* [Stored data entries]
____________________

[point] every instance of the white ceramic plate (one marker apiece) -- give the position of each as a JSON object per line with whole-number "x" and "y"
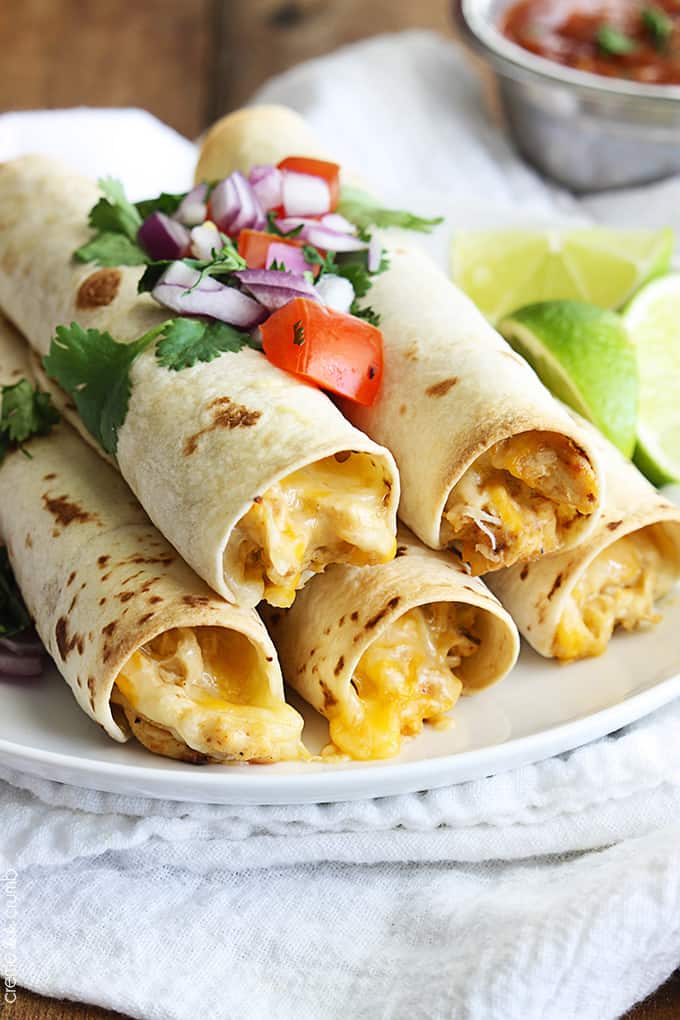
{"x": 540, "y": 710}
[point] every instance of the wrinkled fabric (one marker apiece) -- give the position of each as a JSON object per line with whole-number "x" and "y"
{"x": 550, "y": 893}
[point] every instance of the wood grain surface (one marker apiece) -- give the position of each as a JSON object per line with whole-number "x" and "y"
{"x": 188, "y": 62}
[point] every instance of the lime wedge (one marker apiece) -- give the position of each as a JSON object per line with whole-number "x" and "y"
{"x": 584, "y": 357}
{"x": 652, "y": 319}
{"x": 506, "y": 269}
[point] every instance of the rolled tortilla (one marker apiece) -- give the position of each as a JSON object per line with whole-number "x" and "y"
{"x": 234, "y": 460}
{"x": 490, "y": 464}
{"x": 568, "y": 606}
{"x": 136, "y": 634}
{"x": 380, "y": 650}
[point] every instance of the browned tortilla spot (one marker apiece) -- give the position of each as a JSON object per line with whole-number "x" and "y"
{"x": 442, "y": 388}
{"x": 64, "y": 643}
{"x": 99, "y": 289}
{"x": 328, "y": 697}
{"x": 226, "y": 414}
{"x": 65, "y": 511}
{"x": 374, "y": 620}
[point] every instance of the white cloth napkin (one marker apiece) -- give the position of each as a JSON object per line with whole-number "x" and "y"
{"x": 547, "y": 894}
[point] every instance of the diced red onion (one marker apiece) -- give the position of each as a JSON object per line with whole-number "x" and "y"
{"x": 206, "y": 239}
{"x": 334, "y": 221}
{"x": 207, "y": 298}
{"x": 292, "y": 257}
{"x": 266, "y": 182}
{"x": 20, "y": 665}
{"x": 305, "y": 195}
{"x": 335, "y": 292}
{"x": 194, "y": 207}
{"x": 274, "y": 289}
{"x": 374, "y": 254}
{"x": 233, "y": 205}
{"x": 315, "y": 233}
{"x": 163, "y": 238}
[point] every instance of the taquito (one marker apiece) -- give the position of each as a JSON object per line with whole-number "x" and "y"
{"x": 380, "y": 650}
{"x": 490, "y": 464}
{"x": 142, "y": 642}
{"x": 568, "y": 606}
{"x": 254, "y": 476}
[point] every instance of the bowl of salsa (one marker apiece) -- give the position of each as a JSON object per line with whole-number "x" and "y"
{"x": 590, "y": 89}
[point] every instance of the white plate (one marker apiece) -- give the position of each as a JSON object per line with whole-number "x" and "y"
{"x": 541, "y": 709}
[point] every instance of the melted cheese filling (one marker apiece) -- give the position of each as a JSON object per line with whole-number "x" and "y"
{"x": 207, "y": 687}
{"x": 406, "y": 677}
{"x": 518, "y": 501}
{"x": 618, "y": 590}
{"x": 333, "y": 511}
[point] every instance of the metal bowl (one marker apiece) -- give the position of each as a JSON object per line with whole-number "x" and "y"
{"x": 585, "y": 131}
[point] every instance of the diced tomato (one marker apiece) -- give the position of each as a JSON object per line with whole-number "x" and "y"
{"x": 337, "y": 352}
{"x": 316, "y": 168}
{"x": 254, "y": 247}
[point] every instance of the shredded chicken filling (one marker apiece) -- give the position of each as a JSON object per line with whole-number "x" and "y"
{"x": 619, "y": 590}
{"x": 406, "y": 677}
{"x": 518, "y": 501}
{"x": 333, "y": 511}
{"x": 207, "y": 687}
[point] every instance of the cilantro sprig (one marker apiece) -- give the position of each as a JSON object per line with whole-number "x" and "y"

____________________

* [Exercise directions] Reproduce the records from the line containing "[point] every instance of the diced tomato" through the end of the records, inclusive.

* [Answer]
[point] every instance of the diced tomato (one marker apiece) -- give the position of each as a JSON object per line with whole-number "x" and "y"
{"x": 337, "y": 352}
{"x": 316, "y": 168}
{"x": 254, "y": 247}
[point] every instance of the shredded chicken filling (one marker apiece) -- give the position of each as a JSON object per line with whole-number "x" and "y"
{"x": 619, "y": 590}
{"x": 406, "y": 677}
{"x": 518, "y": 501}
{"x": 333, "y": 511}
{"x": 207, "y": 687}
[point] every instance of the cilantro sprig (one marker apiece) -- give the position of each as a JSON object per line with whole-number "x" and "y"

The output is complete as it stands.